Work request: Each entry must be reproduced precisely as it stands.

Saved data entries
((

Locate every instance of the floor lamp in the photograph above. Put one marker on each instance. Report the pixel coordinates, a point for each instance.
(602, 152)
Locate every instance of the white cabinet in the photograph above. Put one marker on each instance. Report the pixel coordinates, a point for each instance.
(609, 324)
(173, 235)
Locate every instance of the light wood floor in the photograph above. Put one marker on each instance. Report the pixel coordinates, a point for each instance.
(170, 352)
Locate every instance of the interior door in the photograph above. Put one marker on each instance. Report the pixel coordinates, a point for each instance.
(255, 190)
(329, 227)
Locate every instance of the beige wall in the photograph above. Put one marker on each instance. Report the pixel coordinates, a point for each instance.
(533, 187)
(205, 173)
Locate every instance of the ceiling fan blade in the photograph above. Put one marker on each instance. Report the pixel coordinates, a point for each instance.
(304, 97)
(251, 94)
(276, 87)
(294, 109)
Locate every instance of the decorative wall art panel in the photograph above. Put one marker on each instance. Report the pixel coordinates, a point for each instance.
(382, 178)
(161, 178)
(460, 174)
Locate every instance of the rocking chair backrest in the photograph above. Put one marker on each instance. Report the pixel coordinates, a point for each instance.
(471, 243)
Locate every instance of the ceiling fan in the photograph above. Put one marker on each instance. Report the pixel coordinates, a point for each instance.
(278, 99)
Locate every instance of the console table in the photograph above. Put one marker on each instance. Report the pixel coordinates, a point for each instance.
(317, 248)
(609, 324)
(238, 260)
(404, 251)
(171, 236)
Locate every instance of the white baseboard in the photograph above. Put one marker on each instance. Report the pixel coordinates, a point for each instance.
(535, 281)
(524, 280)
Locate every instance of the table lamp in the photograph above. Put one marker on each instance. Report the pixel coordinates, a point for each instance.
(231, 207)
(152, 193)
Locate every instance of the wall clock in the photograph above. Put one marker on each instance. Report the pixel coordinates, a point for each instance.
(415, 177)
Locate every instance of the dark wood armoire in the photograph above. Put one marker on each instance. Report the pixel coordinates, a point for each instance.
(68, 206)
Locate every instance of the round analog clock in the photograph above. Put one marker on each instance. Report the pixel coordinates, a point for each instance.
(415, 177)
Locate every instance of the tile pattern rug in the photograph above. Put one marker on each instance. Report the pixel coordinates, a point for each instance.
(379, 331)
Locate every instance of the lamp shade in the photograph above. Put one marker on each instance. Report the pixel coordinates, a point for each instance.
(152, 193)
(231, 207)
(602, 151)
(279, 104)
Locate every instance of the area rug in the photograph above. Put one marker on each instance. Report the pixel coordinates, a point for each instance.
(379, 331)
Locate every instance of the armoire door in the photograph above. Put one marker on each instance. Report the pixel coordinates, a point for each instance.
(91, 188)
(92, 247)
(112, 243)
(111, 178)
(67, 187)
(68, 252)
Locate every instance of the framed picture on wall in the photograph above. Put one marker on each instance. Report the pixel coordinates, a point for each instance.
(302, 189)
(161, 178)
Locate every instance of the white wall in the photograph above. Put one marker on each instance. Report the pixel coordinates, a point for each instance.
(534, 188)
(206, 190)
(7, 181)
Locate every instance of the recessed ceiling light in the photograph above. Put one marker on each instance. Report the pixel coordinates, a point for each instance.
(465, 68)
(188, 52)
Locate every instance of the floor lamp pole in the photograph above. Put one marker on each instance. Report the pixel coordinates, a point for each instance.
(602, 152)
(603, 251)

))

Task output:
Locate every instance of the floor lamp in the photograph above. Put one marker on each instance. Report the pixel coordinates, a point for each instance.
(602, 152)
Locate every instance of the white cabinet in the photograph above. Put one marker on each instance. Report the pixel coordinates, a point for each instance.
(609, 324)
(173, 235)
Locate every instance of the light wood floor in the photograph above. Put one marker on each instance. Report the pixel coordinates, a point for each instance.
(170, 352)
Locate every instance of the interior door in the photograph above. Put one marker on each instance. Report the pixel coordinates, a point for each instance.
(255, 190)
(329, 227)
Locate every instance of the beige wall in the photograph above. Put one marker on each instance. Report the pixel coordinates, a point for each instance.
(533, 187)
(205, 173)
Locate every instance of the ceiling fan blade in the photograph above. Put one marker on each instance. Report the pixel coordinates, a point for each instance.
(304, 97)
(251, 94)
(276, 87)
(294, 109)
Locate every instance of the decorative wall art panel in the photograph above. Put one marker on each instance. Report the pixel coordinates, a point for each instance.
(382, 178)
(161, 178)
(460, 174)
Locate every instance of the rocking chair backrest in the photograph above. Put one marker on each instance. Report the pixel coordinates, a point for each instance.
(471, 243)
Locate every instance of the ceiling fan in the photograph above. Put one marker on each instance. Report the pixel coordinates, a point for each instance.
(278, 99)
Locate every instance of the console table in the photograph above. Put one marker on each instance. Report the pixel coordinates, a point for each instance.
(317, 248)
(609, 324)
(238, 260)
(404, 251)
(171, 236)
Locate every instance of the white baseboard in the photograph above. Put one marker on each instance. Report the pixel coordinates, a point for each instance.
(535, 281)
(524, 280)
Locate every instance of the table lamp in the photograph above. Put one marker on each instance. Report the pixel coordinates, a point for each instance.
(231, 207)
(152, 193)
Locate every instance of the wall clock in the photograph above. Put one marker on each instance. Report the pixel coordinates, a point for each instance.
(415, 177)
Locate every instance of the dark wood armoire in the photograph above. Put one marker on each instance. Report the pixel coordinates, a point for each instance.
(68, 206)
Locate every instance of the round analog clock in the photograph above. Put one marker on each instance. Report the pixel coordinates, a point for each instance.
(415, 177)
Locate every instance of the tile pattern rug in the photograph above. Put one marker on each instance. Report the pixel coordinates, a point for each instance.
(379, 331)
Locate every instance of the lamp shade in the photograph above. Put one marker on each instance. Report the pixel coordinates, a point for each instance.
(152, 193)
(231, 207)
(602, 151)
(279, 104)
Locate every instance of the area rug in the photograph above. Put one marker on each instance. Report the pixel coordinates, a point for each instance.
(379, 331)
Locate every instance of the armoire door in the photograph above. Put one marker on each instance. Report the pixel coordinates, a point for each instance.
(91, 188)
(92, 247)
(112, 243)
(111, 178)
(67, 187)
(68, 252)
Locate every instance of the framed picture on wall in the photograph above. Put one marker on each instance. Report the pixel coordinates, a point for each instance.
(302, 189)
(161, 178)
Locate every instance of the white wall in the photograph above. Put one marker on each instance. Report the pixel coordinates, a point for each instance.
(534, 188)
(206, 190)
(7, 181)
Locate every instance of the recessed ceiling light in the photograph above. Put one marker on each instance. Report the pixel coordinates, a point for each instance.
(465, 68)
(188, 52)
Locate every instance of the floor lamp pole in the photograph above. Put one marker on each instance. Report the pixel coordinates, a point for each instance.
(602, 152)
(603, 251)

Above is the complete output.